■ EXTRAIT FOURNI ■

Au terme de cette journée, nous nous sentons il me semble mieux armés pour répondre aux questions, aux incertitudes, voire aux objections qui se sont, ici et là, levées, depuis que le nom de Pierre Brossolette circule comme candidat à l’entrée au Panthéon. Il me semble aussi que grâce à vous tous, nous comprenons mieux ce que consacre ce temple républicain, quelles sont les grandes figures de notre histoire qui sont appelées à le peupler, et pourquoi enfin le transfert des cendres de Pierre Brossolette au Panthéon aurait un caractère d’évidence.

D’abord, donc, ce que le Panthéon consacre. On peut allier au plus simple, à la promesse que fait à tout visiteur du Panthéon la devise du fronton. De l’être humain que l’on célèbre (je dis être humain, car nul, sauf débilité, ne peut imaginer qu’homme, ici, ait un sens sexué), de l’être humain élu, donc,, on attend qu’il nous étonne et nous dépasse par sa grandeur. Le texte de Denis Olivennes qui a été lu ce matin le dit de la manière la plus simple et la plus frappante. Il évoque l’écolier qu’il fut, à qui un maître ému avait conté le sacrifice exemplaire de Pierre Brossolette, et qui découvrit à cette occasion l’obscur sentiment du sublime. Je sais gré aussi à Denis Olivennes d’avoir usé en rappelant ce souvenir d’enfance du mot de légende, au sens étymologique de ce qui doit être lu, et de lui avoir accolé l’épithète de vraie : la vie ou l’œuvre dont on honore la grandeur au Panthéon doit en effet, comme toute légende, entraîner un devoir d’admiration, mais elle doit aussi être vraie.

Et ceci m’amène à un autre ordre de remarques : il arrive aujourd’hui qu’on déclare cette grandeur « intimidante », voire « écrasante », mal accordée en tout cas à ce qu’on appelle la « sensibilité contemporaine ». Comme elle est fragile, cette sensibilité contemporaine, aux yeux de ses étranges défenseurs ! Elle ne peut, nous dit-on, tolérer que ce qui la berce, la console et l’endort. Elle ne veut distinguer, affirme-t-on encore, que ceux ou celles qui, ayant survécu ont pu goûter aux bienfaits de la « résilience », affublée pour l’occasion de l’adjectif « républicaine ». Pauvre Jean Moulin, pauvre Jaurès, pauvres Jean Zay et Brossolette, que la tragédie a privés des douceurs de cette tisane ! Faut-il comprendre que pour entrer dans la cité des morts, vos morts glorieuses vous disqualifient?

■ CONSIGNE DONNÉE 1 ■
Repérez, dans les lignes ci-dessous, toutes celles qui contiennent le mot « white », puis recopiez-les.

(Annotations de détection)
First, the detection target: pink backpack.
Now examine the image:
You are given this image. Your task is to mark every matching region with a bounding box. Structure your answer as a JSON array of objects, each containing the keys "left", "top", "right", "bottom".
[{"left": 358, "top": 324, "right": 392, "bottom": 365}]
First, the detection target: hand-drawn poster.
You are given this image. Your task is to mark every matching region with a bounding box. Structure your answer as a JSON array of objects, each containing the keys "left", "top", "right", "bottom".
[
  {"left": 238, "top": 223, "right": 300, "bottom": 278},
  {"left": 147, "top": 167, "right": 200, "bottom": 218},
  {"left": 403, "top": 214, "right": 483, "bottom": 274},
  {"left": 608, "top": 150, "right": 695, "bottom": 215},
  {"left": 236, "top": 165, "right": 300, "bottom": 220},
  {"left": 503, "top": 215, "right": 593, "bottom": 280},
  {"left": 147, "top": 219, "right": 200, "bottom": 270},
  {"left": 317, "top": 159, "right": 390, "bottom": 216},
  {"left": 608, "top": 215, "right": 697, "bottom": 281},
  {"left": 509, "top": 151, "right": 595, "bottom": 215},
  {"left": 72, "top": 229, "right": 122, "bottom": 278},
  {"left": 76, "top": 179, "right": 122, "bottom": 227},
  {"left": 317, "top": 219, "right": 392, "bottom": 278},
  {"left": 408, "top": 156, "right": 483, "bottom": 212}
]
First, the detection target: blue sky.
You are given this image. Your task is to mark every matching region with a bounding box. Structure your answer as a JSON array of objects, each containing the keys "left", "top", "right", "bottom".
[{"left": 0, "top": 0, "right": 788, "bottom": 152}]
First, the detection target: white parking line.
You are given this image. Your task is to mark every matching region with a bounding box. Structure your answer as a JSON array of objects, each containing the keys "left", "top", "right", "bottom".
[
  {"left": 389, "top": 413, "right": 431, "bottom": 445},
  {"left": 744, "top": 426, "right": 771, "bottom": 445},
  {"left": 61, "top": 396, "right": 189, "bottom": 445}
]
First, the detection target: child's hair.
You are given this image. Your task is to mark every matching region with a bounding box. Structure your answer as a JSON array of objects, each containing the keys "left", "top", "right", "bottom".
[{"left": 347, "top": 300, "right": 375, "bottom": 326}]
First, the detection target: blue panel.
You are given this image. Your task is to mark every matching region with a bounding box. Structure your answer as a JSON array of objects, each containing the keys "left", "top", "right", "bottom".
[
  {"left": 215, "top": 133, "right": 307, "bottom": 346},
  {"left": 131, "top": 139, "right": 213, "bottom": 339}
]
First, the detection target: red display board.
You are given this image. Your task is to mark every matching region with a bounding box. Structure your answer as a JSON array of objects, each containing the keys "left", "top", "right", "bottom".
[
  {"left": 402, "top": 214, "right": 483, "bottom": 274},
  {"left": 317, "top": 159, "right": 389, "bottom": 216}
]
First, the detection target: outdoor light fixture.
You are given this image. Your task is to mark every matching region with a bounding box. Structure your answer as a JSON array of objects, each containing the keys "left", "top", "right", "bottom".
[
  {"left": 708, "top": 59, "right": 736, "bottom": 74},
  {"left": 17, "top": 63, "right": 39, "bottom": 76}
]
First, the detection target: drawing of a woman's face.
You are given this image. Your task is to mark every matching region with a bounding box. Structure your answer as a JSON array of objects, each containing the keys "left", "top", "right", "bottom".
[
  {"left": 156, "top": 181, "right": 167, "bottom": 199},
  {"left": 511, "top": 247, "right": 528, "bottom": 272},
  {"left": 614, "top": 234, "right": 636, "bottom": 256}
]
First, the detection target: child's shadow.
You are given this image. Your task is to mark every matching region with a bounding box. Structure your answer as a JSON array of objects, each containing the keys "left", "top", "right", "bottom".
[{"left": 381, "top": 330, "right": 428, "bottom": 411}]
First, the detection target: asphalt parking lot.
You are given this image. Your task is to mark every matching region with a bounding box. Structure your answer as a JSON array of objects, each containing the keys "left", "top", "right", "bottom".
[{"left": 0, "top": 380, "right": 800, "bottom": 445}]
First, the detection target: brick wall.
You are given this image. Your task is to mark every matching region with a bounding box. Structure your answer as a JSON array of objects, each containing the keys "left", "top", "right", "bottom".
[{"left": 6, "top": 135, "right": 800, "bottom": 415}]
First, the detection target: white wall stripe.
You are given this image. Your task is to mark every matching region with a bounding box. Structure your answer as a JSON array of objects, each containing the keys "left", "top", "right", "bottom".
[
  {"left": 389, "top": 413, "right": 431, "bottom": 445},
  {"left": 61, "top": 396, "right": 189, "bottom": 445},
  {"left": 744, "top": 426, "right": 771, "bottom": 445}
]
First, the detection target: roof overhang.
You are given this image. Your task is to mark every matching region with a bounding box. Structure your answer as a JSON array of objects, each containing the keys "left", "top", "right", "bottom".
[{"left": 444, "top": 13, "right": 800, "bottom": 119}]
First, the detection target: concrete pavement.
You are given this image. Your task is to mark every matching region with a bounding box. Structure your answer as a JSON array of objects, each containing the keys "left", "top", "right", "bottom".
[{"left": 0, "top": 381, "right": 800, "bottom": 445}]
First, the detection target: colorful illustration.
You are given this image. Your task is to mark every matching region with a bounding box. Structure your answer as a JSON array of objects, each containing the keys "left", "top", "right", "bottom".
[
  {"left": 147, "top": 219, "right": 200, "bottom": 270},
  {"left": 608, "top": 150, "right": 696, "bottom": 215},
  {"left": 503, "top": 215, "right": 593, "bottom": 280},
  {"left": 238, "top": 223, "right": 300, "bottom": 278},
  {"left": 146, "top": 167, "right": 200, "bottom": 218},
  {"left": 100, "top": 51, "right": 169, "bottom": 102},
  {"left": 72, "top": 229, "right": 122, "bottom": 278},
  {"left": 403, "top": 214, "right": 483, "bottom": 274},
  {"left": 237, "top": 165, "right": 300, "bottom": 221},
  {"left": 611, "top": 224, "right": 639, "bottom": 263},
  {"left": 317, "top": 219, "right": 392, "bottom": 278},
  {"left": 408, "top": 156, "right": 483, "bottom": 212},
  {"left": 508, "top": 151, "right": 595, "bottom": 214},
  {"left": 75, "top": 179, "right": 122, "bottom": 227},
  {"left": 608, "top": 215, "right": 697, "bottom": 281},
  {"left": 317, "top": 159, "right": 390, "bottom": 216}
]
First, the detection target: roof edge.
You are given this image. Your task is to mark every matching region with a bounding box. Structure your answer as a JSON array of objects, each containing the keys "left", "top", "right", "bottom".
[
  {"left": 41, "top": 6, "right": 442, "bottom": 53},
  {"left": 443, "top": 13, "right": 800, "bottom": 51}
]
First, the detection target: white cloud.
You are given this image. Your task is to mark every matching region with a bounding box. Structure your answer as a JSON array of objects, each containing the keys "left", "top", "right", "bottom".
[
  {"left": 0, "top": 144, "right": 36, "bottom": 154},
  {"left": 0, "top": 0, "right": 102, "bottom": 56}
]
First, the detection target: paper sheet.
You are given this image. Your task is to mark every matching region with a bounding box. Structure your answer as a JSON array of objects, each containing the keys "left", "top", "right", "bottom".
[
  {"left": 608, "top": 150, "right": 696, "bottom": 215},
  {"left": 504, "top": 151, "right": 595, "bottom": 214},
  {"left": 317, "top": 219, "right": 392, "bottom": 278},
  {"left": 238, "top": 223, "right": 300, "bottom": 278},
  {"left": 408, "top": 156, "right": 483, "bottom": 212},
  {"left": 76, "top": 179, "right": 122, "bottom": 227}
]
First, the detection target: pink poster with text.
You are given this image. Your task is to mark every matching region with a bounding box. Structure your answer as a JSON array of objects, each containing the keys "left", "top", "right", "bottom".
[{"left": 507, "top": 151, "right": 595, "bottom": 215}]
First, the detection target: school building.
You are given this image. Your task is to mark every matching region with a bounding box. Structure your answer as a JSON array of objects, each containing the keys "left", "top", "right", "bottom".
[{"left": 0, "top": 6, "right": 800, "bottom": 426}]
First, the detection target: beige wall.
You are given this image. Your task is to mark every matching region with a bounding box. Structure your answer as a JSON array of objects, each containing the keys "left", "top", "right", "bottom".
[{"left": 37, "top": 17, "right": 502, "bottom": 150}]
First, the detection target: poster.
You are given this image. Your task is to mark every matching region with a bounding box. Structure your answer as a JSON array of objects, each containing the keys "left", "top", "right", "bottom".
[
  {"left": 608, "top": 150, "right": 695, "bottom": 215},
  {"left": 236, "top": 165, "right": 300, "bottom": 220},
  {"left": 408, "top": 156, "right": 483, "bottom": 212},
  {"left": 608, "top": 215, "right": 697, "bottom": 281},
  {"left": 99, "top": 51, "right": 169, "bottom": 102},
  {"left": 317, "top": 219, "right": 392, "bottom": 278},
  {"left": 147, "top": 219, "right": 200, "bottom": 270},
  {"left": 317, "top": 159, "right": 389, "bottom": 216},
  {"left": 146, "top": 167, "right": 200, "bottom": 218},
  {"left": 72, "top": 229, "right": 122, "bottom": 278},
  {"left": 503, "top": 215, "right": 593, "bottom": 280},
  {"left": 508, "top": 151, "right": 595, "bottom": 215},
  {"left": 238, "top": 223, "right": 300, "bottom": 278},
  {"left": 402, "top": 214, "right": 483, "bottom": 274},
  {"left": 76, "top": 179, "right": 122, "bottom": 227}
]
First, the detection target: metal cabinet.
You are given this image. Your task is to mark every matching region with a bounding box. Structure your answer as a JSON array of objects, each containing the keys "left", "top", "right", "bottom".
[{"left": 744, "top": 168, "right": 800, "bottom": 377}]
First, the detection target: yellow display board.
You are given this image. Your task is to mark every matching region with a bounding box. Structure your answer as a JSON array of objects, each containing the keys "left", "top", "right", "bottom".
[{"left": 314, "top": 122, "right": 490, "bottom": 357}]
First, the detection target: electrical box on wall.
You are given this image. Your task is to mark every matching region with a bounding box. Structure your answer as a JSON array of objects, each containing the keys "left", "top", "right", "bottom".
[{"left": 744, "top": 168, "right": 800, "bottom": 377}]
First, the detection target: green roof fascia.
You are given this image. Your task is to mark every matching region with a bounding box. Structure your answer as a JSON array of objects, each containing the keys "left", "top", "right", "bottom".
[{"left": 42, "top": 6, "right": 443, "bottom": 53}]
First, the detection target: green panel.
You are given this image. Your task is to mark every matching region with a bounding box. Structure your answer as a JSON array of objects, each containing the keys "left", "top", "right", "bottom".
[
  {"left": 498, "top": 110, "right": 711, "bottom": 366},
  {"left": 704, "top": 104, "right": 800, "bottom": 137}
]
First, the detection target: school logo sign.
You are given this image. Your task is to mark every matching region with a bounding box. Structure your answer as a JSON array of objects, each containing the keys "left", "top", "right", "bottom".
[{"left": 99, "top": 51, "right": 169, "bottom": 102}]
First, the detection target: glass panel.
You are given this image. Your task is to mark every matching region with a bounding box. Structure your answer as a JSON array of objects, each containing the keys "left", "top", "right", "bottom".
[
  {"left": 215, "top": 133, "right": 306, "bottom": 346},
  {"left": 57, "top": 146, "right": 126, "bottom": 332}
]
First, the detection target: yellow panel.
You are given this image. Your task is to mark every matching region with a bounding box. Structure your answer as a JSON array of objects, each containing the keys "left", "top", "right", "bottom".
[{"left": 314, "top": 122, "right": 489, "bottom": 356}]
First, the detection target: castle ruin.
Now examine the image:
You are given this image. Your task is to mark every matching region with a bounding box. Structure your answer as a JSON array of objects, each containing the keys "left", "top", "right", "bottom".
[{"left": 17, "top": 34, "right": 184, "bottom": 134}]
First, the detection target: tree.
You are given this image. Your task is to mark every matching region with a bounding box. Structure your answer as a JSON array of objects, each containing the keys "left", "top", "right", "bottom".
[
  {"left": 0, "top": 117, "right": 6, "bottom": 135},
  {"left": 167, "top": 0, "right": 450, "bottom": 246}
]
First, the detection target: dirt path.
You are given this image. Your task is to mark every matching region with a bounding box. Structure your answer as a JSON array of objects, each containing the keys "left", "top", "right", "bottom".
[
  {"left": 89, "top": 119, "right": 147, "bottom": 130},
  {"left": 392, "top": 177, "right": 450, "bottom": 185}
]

■ CONSIGNE DONNÉE 2 ■
Dans l'extrait sur Pierre Brossolette, quelle épithète Denis Olivennes a-t-il accolée au mot « légende » ?

■ RÉPONSE COMPLÈTE 1 ■
First, the detection target: white parking line.
First, the detection target: white wall stripe.
First, the detection target: white cloud.

■ RÉPONSE COMPLÈTE 2 ■
L'épithète « vraie ».